Passage:
◆ ◆ ◆ ◆

On 11/25/2011 11:06 AM, Kevin A. McGrail wrote:
On 11/25/2011 12:23 AM, Alex wrote:
Some time ago we created the following rule on this list to identify
mail with less than 200 characters in the body:
uri __HAS_HTTP_URI m~^https?://~
rawbody __KB_RAWBODY_200 /^.{0,200}$/s
meta LOC_SHORT (__HAS_HTTP_URI&& __KB_RAWBODY_200)
score LOC_SHORT 0.6
describe LOC_SHORT Has URI and short body
I'm finding that it's hitting on mail that is much larger than 200
characters and I don't understand why. Is it only the text/plain
component of the body? Here's an example:
http://pastebin.com/raw.php?i=XNHjxfTz
I see the same issue on trunk and 3.3.2. Playing with code now since
I see this type of crap spam a lot as well.

◆ ◆ ◆ ◆

Goal A:
Edit the listing below so that "soccer player" reads "goalkeeper" and nothing else changes. Leave the picture out of your answer.

Stored items from a collection:

◆ ◆ ◆ ◆

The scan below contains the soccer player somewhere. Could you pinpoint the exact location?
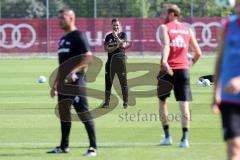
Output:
[213,0,240,160]
[157,4,202,148]
[102,18,131,108]
[48,9,97,156]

◆ ◆ ◆ ◆

Goal B:
Resume the mailing-list thread about the short-body spam rule, picking up after its final sentence.

Written response A:
The scan below contains the goalkeeper somewhere. Could you pinpoint the exact location?
Output:
[213,0,240,160]
[157,4,202,148]
[102,18,131,108]
[48,9,97,156]

Written response B:
It was a brilliantly simple idea but this concept won't work if I am
looking at things correctly. The loop for the pattern test appears to
test line by line. So if a single line is less than 200 chars, you are
hitting the rule.
I think you need to look at build on some of the LENGTH rules in
20_html_tests.cf. But it's possibly an eval plugin change is needed.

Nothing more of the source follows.